## WHAT TO WORK ON
List every line of the records that contains the string "mask".

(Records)

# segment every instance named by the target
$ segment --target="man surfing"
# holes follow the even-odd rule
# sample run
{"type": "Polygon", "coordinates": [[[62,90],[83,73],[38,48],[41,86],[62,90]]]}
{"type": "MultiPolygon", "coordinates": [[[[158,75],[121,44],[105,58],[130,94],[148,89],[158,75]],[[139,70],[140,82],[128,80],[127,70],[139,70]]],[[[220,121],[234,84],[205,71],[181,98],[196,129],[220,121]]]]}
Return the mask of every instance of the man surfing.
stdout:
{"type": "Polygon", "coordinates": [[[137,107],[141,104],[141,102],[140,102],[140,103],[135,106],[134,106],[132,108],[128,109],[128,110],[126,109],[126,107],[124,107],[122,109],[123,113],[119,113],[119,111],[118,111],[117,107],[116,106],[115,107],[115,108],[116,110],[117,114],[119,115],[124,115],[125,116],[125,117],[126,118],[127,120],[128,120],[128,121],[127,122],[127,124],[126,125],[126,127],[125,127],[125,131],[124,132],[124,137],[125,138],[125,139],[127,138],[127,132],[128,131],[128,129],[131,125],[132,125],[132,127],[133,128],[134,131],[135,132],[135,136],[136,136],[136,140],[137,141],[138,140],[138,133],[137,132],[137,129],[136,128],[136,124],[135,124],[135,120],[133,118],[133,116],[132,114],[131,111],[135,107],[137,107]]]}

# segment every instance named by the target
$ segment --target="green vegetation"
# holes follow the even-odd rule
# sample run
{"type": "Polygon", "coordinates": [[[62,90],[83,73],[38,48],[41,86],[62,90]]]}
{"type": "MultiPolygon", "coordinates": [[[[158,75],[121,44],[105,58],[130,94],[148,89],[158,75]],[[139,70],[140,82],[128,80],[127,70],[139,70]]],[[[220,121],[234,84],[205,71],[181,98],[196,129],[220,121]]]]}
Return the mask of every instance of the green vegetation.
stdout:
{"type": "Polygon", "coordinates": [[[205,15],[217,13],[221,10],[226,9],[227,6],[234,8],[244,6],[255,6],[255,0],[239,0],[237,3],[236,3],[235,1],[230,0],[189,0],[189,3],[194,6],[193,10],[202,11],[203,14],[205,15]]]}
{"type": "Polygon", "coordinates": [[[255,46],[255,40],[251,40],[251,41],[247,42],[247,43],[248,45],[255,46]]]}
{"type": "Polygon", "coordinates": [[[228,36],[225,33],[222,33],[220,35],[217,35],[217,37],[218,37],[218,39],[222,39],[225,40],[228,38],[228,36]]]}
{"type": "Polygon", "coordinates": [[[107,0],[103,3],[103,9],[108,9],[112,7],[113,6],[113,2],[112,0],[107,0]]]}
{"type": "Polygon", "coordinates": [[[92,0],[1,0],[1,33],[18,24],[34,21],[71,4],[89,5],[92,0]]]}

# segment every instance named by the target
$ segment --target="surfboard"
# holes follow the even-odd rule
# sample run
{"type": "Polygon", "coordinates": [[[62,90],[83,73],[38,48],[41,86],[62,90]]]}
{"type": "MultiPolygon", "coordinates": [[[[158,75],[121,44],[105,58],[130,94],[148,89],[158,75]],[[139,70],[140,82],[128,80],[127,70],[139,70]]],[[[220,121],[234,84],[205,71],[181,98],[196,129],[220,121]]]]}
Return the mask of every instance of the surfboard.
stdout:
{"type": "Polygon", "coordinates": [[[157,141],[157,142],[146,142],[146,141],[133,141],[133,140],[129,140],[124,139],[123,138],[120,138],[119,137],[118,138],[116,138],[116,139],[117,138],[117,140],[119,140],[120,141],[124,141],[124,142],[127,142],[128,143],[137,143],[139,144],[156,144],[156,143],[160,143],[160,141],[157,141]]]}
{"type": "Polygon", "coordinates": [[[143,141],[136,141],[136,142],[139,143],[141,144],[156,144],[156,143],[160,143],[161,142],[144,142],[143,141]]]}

## OUTPUT BELOW
Return the mask of every instance of the man surfing.
Return the mask of every instance of the green vegetation.
Return the mask of every instance of the surfboard.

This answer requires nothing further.